— Descrição do exercício —
Segundo o texto para análise, quais são as contenções clássicas?

Diário de Interna | Unidade de Terapia Intensiva #2

Quando estudamos saúde mental aprendemos sobre alguns tipos de contenção. Podemos fazer uma contenção psicológica, contenção humana, contenção por vínculo, dentre outras possibilidades. Mas as contenções clássicas são a física e a farmacológica. Física quando você precisa usar a força e geralmente precisa amarrar o paciente, e farmacológica quando é necessário fazer uso de algum medicamento que tenha efeito sedativo; algo que acalme. 

Por vezes é necessário. 

Imagine você, do nada acordando e percebendo que tem um tubo dentro da sua boca, que você está de fralda em um lugar desconhecido e tem vários fios colados no seu peito. Você não sabe onde está, não sabe o que aconteceu e nem quem são essas pessoas a sua volta. Seu primeiro impulso é arrancar tudo. Arrancar o tubo no seu nariz, os fios do seu peito, o tubo da sua garganta. Correndo o risco de piorar sua situação de saúde.

— Dados fornecidos —
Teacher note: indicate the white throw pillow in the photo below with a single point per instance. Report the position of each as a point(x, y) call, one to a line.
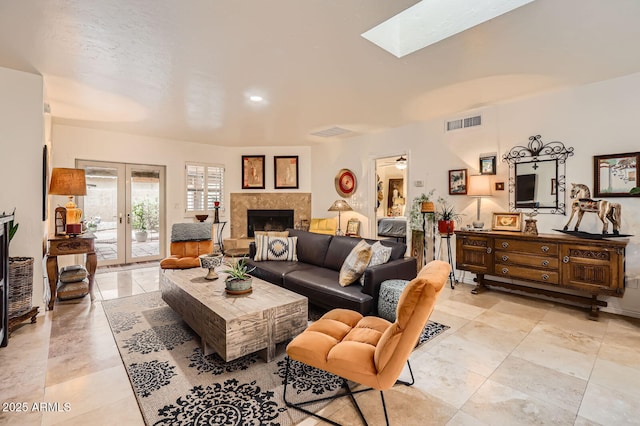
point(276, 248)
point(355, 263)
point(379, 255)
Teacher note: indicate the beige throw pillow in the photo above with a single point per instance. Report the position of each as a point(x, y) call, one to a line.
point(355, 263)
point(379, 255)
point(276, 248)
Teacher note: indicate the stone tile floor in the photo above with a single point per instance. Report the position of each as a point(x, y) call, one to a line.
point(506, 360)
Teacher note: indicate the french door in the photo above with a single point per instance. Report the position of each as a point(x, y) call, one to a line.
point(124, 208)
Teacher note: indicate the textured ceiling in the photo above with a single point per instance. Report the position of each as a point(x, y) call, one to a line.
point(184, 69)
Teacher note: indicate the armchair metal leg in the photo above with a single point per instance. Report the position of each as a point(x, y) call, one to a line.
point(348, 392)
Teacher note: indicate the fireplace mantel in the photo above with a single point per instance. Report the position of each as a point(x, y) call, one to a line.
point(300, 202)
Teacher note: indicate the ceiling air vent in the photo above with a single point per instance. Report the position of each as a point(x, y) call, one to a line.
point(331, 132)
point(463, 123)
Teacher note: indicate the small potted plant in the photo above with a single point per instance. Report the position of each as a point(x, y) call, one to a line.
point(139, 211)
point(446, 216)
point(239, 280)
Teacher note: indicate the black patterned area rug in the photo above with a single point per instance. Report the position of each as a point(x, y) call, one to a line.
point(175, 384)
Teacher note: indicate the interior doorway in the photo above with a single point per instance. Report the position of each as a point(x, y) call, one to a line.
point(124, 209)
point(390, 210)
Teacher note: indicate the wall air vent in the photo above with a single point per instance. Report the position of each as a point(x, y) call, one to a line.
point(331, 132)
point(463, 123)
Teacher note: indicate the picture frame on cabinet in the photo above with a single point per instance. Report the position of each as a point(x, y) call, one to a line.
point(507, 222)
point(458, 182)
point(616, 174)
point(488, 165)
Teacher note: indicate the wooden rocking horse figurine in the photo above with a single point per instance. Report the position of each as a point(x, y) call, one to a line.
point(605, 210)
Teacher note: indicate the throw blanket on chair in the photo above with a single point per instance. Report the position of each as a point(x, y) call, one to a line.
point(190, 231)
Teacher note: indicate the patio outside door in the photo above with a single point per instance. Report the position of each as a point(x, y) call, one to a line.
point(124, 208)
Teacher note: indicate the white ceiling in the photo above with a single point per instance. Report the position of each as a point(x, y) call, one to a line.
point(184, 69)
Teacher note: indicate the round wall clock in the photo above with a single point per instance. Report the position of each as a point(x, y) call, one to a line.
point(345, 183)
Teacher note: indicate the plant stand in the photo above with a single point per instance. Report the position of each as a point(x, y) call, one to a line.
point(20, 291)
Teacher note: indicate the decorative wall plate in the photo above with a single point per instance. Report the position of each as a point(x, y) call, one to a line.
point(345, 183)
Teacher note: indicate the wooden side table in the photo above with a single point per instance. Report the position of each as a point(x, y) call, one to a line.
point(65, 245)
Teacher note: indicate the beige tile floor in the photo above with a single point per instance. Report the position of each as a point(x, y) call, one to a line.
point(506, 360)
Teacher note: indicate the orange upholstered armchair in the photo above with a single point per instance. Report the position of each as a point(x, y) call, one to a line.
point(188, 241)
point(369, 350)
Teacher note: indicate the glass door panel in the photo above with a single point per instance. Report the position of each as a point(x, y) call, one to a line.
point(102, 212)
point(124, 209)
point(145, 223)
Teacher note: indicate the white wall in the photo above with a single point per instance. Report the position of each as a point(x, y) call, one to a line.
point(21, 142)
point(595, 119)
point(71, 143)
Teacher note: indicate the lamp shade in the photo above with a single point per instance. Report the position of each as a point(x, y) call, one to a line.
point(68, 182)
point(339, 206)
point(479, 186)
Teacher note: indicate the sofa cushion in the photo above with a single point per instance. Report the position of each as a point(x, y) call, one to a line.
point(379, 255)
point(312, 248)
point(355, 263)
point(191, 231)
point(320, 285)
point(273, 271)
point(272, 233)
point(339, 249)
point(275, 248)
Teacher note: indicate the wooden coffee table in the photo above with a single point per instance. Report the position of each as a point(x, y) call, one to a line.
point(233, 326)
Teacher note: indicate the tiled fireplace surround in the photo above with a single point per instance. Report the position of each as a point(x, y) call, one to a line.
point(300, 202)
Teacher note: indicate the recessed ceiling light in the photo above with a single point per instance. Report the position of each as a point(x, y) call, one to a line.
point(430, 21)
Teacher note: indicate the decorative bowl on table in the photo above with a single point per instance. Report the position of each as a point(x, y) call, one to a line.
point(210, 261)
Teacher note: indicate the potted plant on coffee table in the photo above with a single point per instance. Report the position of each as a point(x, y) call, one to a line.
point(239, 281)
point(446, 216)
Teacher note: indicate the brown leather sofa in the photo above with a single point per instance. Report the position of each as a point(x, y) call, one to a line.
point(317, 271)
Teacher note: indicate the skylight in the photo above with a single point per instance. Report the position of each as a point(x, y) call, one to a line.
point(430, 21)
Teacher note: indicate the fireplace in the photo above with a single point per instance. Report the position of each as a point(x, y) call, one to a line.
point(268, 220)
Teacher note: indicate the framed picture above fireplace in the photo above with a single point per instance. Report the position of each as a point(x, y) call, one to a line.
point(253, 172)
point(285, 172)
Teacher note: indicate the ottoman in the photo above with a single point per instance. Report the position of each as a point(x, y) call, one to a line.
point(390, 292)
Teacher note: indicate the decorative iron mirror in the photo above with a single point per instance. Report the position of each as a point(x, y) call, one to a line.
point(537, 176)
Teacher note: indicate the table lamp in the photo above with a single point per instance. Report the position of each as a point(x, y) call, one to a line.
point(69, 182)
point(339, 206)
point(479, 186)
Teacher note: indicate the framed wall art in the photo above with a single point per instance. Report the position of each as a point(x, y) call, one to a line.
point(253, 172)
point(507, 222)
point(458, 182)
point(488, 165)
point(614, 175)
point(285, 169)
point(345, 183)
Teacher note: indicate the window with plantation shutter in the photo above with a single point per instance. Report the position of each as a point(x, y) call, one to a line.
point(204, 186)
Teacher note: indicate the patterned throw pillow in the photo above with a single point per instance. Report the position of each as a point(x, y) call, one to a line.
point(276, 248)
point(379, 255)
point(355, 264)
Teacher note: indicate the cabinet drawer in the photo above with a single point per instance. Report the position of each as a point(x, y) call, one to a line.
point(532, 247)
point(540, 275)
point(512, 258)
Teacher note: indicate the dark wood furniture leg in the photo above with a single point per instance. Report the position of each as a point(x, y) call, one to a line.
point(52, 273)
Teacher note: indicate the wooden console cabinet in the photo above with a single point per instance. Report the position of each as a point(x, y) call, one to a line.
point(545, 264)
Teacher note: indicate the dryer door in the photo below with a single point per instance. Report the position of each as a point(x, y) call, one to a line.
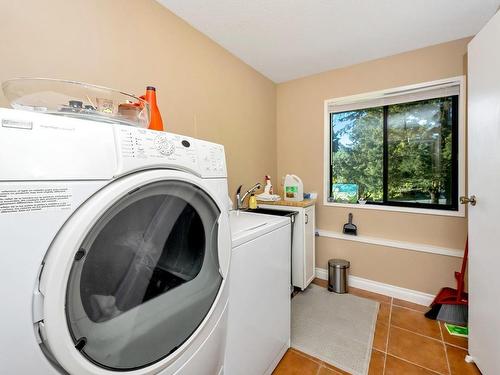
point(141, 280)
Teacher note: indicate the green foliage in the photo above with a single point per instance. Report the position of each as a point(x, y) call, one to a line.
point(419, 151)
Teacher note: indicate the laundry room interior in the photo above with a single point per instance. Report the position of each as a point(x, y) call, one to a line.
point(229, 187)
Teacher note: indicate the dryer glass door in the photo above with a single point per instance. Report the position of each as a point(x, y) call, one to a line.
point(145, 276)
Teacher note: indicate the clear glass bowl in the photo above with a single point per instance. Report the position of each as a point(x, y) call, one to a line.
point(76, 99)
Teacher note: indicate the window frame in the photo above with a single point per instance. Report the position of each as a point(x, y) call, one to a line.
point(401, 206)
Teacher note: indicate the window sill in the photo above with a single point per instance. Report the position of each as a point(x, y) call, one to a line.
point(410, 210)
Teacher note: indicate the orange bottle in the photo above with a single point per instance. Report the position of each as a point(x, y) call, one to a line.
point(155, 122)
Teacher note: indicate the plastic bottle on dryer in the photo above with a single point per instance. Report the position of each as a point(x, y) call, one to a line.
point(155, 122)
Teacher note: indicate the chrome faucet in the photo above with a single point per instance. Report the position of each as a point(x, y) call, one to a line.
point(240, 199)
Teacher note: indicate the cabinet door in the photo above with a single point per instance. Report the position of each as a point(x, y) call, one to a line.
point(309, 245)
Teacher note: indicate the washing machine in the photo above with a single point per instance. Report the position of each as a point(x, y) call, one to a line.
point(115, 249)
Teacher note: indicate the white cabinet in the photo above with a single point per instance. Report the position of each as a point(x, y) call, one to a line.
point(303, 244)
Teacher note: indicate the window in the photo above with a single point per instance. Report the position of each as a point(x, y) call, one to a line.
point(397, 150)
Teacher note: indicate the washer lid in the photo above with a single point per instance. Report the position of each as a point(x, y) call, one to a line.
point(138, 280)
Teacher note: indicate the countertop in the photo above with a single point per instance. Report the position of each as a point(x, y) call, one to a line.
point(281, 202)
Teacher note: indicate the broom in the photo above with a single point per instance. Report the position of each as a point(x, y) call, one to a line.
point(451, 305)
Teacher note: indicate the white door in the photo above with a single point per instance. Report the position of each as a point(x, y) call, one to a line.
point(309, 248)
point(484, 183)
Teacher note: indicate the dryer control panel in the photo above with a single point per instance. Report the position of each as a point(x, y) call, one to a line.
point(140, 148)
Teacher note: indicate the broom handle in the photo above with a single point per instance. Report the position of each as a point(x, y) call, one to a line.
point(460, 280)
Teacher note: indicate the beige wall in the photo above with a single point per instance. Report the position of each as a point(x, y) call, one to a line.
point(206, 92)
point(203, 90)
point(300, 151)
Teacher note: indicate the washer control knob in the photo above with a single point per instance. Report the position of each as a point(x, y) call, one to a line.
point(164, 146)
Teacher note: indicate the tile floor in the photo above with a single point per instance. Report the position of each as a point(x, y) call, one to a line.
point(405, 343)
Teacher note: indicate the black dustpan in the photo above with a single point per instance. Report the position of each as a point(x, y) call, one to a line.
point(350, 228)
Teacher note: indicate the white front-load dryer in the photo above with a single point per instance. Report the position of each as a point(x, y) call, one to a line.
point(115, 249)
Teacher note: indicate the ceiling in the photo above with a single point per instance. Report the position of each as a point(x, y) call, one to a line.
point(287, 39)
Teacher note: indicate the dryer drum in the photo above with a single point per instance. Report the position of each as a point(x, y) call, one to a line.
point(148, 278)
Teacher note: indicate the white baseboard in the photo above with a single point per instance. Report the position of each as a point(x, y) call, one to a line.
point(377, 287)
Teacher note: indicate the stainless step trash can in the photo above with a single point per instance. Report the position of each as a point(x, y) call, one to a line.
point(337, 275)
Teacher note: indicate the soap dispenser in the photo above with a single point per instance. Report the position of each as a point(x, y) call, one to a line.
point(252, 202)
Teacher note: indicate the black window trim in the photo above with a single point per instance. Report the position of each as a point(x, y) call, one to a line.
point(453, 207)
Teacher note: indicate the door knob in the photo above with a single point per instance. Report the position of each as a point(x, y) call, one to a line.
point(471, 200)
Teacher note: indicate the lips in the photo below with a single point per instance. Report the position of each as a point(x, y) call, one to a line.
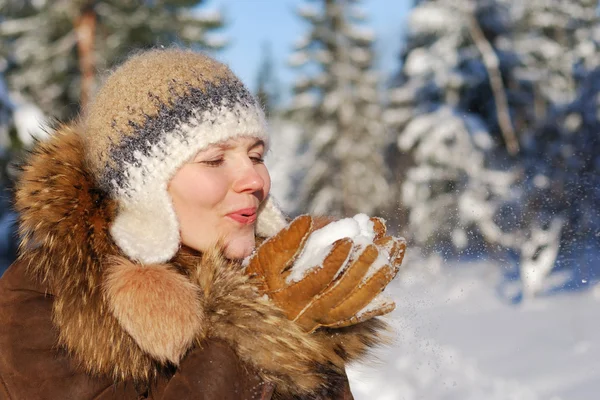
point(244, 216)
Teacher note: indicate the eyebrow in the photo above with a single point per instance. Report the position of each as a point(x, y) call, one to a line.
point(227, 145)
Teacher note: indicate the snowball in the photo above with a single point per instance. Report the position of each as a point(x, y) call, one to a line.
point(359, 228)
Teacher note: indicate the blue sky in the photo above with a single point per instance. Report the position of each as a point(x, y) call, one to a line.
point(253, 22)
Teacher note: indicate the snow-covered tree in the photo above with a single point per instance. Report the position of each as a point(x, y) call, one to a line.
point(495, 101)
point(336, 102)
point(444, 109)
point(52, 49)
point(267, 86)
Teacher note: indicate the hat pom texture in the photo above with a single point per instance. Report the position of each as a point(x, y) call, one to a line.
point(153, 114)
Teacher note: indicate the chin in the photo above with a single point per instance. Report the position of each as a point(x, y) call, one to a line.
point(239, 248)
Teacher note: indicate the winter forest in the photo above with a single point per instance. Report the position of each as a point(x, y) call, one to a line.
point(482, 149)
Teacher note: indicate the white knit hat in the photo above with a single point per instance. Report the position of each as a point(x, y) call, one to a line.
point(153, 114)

— Resposta à tarefa —
A física e a farmacológica.